:: SELECTED EXTRACT ::

▼

James Molloy: Hey, guys, thank you for taking my questions. I had a question on — again, I presume a good data and ultimate FDA approval. Can you — want to — walk through a little bit, the opportunity to potentially taking from heparin or citrate, and obviously, there’s a lot of people out there know anticoagulant citrate is — we’re going to be trying to grab from as well. Is there an opportunity to try to take from the 43% of heparin as well?
Vince Angotti: Yeah. So you know that it is considered often as standard of care. One thing I’ll ask Pam to do quickly is — and then we’ll address that question with further is maybe you can comment, Pam, on what is considered standard of care at many of these clinical sites that are involved in the trial, to give them some type of flavour.
Pam Palmer: Yeah. I think that 43% that James mentioned, it comes from our quantitative market research, where we asked 150 physicians, about were nephrologists and half were critical care specialists, what is the current state of the art with anticoagulation relates to CRRT. And 43% said — 43% of the patients are getting heparin, and the rest of it, the other 60% is split evenly between getting no anticoagulant or getting citrate. And so each of these sites that we’re actually enrolling in the study, there is no United States sort of standard of care. They are sort of all over the map and they will admit that. We’ve got sites that don’t use any anticoagulation at all, we have sites that are only using citrate, we have sites that are only using heparin or nothing.
And it’s — so it’s really interesting how when you don’t have good options, you have a very fractured approach to clinical protocols. So we’re really hoping with nafamostat to streamline that and finally give them a good option that they can use in many patients. So I think we’ll be pulling mainly from the — commercially, we’ll be looking at folks who aren’t using anything or using citrate and we will break into that market. But I actually believe that there’s many folks that are getting — they are using heparin in patients they otherwise don’t think it’s a really good option, and I think we could also erode into that as well.
Vince Angotti: So when we have communicated commentary about our potential peak sales, the bulk of that is really coming from citrate and no anticoagulation. So anything we generate from those patients that are — where the site is utilizing heparin at risk, because they’re either ill-equipped use citrate and don’t want to not anticoagulated. We think that there’s opportunity to get that, but that has not really been a significant or were any part of our projections to date. So that would certainly be upside.
James Molloy: All right, thank you for that. I think you guys talked a little bit about the potential to go into the intermittent hemodialysis market. Just talk a little bit, has your thinking evolved on that at all? Is there an opportunity there to go into that space beyond the continuous?
Pam Palmer: Yeah, it’s next circuit. It’s got the same problem that CRRT has, blood hits a foreign object and starts to clot. And there’s not any really good options for that as well. The patients with intermittent hemodialysis tend to not be as sick as the folks who require continuous renal replacement therapy. So many more of them can tolerate heparin. So that’s why it was not as big a market as far as the percentage, but the actual denominator is much larger than CRRT. So that is something that would benefit from nafamostat as well. And we’ve just got to make sure that we’re blocking and tackling and all the —
Vince Angotti: Hey, Jim. I’m going to circle back to the previous segment of that question as well, where you asked, in particular, on CRRT, is there an opportunity potentially to take any of that market share away from heparin. I think it’s important to understand that — and Dr. Palmer, you can comment on this, when patients or I’m sorry, the sites that are going to use the nafamostat, can you clarify, is there any new training or difference relative to what they typically do with heparin when they utilize nafamostat?

▲

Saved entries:
▼

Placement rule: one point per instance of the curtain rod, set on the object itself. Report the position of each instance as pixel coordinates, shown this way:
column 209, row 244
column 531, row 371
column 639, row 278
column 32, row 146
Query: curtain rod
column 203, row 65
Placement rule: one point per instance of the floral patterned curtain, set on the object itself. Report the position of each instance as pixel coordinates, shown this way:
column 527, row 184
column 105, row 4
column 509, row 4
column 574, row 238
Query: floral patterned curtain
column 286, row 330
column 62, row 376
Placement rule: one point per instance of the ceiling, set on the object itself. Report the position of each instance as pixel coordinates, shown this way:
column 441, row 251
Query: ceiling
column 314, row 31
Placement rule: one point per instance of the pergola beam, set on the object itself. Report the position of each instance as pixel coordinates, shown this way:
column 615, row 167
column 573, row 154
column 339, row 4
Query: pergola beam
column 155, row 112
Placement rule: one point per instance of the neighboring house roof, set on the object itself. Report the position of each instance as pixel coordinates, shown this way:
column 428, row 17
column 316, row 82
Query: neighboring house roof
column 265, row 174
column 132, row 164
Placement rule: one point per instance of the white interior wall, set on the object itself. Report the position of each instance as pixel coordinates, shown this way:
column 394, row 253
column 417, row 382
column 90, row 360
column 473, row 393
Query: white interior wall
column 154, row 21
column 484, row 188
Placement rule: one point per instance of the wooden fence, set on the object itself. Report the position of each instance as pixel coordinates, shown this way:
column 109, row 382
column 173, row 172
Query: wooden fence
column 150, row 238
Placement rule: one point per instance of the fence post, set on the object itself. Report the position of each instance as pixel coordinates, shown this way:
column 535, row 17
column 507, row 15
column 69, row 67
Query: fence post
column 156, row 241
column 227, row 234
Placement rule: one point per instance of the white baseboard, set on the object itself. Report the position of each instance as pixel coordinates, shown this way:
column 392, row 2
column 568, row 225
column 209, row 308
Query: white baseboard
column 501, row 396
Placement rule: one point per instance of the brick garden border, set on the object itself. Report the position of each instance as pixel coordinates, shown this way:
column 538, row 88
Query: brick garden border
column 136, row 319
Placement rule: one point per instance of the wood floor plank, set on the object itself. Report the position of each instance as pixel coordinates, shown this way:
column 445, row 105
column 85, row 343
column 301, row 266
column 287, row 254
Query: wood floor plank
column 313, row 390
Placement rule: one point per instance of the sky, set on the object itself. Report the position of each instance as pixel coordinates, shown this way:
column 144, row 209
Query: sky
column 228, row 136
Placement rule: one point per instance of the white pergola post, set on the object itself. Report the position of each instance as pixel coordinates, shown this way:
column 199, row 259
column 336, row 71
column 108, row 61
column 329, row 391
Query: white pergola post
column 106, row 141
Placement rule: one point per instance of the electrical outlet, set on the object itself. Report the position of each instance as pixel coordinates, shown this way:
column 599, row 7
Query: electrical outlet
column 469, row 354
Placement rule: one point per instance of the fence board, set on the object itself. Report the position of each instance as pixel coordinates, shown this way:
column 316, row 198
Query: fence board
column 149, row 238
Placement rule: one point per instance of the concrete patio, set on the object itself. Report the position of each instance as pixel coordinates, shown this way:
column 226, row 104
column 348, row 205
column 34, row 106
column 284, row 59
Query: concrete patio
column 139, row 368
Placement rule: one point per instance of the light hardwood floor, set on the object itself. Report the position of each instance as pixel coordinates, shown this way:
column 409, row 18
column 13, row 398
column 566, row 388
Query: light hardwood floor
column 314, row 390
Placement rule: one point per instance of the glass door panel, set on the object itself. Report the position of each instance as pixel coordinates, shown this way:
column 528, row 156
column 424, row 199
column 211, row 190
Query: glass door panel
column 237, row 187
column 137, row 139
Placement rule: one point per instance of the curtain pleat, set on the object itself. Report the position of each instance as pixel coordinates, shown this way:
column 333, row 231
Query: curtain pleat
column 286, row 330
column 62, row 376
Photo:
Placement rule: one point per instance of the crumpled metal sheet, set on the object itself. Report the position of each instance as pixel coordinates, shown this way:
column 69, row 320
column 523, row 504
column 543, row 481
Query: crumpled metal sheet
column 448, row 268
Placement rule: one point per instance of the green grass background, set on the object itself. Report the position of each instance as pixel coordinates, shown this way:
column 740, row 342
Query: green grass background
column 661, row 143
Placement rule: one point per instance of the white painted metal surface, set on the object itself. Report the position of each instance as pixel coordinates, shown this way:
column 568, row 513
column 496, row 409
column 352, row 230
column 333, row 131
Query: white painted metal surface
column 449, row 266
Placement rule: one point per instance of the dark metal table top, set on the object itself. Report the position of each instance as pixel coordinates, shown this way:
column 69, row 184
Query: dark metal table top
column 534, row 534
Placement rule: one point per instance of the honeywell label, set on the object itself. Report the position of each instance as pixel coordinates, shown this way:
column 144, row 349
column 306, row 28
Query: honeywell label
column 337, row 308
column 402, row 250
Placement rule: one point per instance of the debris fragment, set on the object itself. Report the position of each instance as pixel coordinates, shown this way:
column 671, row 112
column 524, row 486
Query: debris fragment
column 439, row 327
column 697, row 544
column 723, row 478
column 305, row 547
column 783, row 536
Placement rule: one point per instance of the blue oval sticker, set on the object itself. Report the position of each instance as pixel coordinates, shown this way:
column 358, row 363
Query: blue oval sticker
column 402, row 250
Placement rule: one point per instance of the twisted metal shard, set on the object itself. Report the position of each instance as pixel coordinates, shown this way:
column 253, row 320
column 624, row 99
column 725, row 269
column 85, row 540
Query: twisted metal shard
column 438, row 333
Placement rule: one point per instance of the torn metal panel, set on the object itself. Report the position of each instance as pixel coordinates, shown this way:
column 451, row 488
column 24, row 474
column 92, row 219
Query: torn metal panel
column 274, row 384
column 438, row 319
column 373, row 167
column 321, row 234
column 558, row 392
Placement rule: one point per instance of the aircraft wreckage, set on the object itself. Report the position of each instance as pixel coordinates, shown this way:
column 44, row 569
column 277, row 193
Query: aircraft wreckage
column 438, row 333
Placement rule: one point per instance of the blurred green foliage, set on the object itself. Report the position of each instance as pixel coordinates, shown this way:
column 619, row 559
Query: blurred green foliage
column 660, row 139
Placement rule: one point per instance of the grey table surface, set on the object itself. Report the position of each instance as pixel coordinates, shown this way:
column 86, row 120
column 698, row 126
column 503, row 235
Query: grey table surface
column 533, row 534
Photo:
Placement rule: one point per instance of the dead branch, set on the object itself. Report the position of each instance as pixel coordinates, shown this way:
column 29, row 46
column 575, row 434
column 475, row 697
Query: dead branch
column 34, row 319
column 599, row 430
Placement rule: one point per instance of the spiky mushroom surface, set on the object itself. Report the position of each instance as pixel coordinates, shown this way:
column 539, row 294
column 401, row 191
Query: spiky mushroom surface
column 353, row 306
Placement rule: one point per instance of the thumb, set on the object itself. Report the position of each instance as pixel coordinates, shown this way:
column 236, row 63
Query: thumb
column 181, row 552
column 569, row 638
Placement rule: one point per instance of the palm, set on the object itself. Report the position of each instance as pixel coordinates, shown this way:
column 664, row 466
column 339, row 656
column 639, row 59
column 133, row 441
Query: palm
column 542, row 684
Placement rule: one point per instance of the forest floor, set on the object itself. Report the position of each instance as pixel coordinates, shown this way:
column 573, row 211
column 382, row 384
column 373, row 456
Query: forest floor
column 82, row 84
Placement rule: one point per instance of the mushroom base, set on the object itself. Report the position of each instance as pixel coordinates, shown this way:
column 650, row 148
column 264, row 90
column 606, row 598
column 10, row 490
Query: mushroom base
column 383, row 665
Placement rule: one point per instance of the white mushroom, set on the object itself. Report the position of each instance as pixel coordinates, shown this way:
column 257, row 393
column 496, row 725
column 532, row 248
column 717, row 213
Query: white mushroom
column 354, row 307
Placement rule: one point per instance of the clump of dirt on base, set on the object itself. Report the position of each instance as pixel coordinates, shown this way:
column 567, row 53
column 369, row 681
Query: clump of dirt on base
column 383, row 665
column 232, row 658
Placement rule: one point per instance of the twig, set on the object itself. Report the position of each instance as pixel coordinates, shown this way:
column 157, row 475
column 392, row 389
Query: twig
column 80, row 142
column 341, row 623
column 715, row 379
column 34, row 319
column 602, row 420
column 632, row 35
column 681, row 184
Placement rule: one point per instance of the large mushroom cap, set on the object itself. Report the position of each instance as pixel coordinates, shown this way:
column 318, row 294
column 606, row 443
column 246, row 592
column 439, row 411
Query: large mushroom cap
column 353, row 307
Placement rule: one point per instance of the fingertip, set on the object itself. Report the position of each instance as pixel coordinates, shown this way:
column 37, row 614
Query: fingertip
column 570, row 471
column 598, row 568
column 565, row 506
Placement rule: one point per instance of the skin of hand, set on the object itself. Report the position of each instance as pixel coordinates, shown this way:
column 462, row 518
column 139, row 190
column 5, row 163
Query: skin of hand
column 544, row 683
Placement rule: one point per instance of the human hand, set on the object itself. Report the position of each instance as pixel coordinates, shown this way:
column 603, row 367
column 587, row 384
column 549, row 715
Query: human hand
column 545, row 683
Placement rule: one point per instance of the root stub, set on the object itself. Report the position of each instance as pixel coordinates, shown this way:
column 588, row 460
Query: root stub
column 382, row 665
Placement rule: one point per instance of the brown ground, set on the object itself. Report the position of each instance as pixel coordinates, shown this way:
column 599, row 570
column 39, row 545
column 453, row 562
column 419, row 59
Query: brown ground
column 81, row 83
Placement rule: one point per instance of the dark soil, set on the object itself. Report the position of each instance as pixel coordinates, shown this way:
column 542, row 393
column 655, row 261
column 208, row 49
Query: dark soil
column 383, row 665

▲
▼

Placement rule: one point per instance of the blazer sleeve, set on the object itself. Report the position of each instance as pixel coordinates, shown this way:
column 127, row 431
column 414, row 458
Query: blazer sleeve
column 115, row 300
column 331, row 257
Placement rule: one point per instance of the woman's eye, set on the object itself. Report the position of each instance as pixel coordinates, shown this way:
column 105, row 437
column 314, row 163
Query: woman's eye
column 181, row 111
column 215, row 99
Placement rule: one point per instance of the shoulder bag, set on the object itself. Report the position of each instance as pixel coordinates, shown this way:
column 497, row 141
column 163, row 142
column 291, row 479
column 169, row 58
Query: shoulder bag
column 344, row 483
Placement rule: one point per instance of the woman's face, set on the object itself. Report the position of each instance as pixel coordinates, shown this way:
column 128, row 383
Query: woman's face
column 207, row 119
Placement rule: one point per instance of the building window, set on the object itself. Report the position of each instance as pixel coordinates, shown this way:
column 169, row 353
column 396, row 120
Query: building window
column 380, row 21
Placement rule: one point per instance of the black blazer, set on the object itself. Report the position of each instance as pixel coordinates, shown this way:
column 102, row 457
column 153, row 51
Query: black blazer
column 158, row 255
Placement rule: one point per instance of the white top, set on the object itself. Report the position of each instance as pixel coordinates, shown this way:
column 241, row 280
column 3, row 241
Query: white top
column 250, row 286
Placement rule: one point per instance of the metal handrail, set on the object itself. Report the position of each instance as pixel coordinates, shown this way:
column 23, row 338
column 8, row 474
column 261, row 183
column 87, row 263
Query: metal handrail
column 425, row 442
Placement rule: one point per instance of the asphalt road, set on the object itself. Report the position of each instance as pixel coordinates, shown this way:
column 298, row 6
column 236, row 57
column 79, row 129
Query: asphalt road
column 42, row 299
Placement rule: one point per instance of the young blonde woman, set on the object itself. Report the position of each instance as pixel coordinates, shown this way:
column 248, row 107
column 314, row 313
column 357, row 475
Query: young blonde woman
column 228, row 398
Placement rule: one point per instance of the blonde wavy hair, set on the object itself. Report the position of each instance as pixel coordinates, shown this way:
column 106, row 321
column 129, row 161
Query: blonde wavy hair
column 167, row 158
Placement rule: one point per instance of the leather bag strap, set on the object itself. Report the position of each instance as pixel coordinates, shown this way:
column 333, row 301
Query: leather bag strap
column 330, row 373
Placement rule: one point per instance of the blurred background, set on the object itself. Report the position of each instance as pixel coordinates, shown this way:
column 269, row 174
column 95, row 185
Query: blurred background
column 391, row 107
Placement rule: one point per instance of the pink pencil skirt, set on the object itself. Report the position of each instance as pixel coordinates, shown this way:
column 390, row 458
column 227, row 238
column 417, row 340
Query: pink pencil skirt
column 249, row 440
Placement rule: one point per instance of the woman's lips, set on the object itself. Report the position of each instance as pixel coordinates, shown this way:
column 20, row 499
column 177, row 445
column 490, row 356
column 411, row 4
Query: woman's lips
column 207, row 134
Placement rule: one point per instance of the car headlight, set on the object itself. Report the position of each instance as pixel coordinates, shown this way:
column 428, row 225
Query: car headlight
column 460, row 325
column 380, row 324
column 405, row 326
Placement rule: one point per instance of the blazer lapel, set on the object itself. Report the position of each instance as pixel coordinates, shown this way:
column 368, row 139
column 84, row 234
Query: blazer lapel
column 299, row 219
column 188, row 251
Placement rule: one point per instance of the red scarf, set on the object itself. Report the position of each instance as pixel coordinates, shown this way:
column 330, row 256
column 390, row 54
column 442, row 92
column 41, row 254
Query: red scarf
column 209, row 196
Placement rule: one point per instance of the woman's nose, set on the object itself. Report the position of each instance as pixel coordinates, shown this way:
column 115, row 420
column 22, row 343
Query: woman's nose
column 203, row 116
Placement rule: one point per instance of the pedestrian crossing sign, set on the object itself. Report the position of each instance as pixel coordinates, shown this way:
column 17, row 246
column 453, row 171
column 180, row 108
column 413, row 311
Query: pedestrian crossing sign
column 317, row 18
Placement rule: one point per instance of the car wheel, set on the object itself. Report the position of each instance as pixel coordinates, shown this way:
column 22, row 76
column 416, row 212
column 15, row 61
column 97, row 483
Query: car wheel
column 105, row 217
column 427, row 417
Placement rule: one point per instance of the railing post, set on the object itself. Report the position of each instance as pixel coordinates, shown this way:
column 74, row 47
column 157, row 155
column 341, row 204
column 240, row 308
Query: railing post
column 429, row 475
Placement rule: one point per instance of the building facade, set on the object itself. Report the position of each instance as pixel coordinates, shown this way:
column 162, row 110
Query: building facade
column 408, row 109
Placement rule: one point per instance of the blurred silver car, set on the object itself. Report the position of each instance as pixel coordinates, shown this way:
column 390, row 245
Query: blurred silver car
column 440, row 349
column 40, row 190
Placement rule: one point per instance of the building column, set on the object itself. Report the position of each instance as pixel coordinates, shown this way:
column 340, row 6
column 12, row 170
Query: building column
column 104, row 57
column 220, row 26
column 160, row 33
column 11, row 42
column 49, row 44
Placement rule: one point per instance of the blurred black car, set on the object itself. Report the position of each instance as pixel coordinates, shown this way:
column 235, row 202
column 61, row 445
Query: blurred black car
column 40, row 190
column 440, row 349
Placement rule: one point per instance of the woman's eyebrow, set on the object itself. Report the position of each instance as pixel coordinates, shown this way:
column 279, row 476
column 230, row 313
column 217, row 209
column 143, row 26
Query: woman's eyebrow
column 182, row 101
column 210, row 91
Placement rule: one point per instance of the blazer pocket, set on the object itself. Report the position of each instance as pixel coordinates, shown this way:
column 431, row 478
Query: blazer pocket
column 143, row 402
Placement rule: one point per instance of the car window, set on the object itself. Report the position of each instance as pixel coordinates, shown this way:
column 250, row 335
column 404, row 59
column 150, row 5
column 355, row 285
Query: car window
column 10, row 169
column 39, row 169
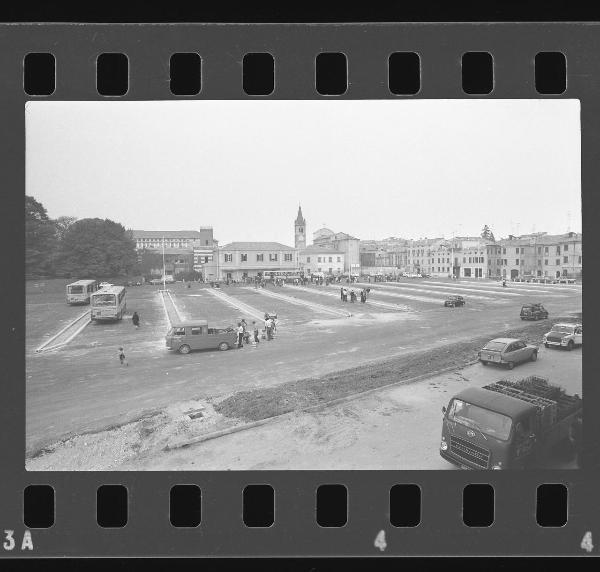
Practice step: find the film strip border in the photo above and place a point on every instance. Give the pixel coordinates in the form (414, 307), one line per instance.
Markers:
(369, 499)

▲

:: TASK BRIEF ::
Reproduce the call transcript word for word, starting with the passage containing "James Molloy: Hey, guys, thank" and ending with "heparin as well?".

:: EXERCISE SOLUTION ::
James Molloy: Hey, guys, thank you for taking my questions. I had a question on — again, I presume a good data and ultimate FDA approval. Can you — want to — walk through a little bit, the opportunity to potentially taking from heparin or citrate, and obviously, there’s a lot of people out there know anticoagulant citrate is — we’re going to be trying to grab from as well. Is there an opportunity to try to take from the 43% of heparin as well?